Yes, “bert” has fenced. In other words, “bert” has lost the connection to the other nodes in the cluster and has done exactly what it is supposed to do.
The question you are asking yourself now is, of course, why this happened.

Take a look at the logs going back a little further, you should find some clues. At least something like “Ring0 has lost the connection...”

Is your Qdevice running as a VM or as a separate small PHY device?

And your DHCP server is running where? Maybe on “bert” too?

If the network configuration of the two nodes is the same, then please post the config of one node.

Code:

cat /etc/network/interfaces

maxim.webster · Jan 2, 2025

mariol said:
Yes, “bert” has fenced. In other words, “bert” has lost the connection to the other nodes in the cluster and has done exactly what it is supposed to do.
The question you are asking yourself now is, of course, why this happened.

Take a look at the logs going back a little further, you should find some clues. At least something like “Ring0 has lost the connection...”

**Tasks to carry out**.
1. Can you transcribe the thread between "And your DHCP" and "of one node.", inclusive?
2. Does the thread agree with each of these statements? Answer yes or no for each, and quote the thread's deciding words exactly.
(a) "bert" lost its connection to the other nodes in the cluster.
(b) The thread asks whether the DHCP server might be running on "bert."
(c) The thread asks for the config of both nodes to be posted.
3. How would you rewrite the thread's paragraph beginning "If the network configuration" more briefly while keeping its main facts?
The listing plays no part in any of this.

**Material supplied**.
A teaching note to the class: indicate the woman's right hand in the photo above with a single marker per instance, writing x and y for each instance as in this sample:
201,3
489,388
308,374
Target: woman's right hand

**Answers provided**.
1.
And your DHCP server is running where? Maybe on “bert” too?

If the network configuration of the two nodes is the same, then please post the config of one node.

2.
(a) Yes: "“bert” has lost the connection to the other nodes in the cluster"
(b) Yes: "Maybe on “bert” too?"
(c) No: "please post the config of one node."

3. If both nodes share the same network configuration, post the config of one of them.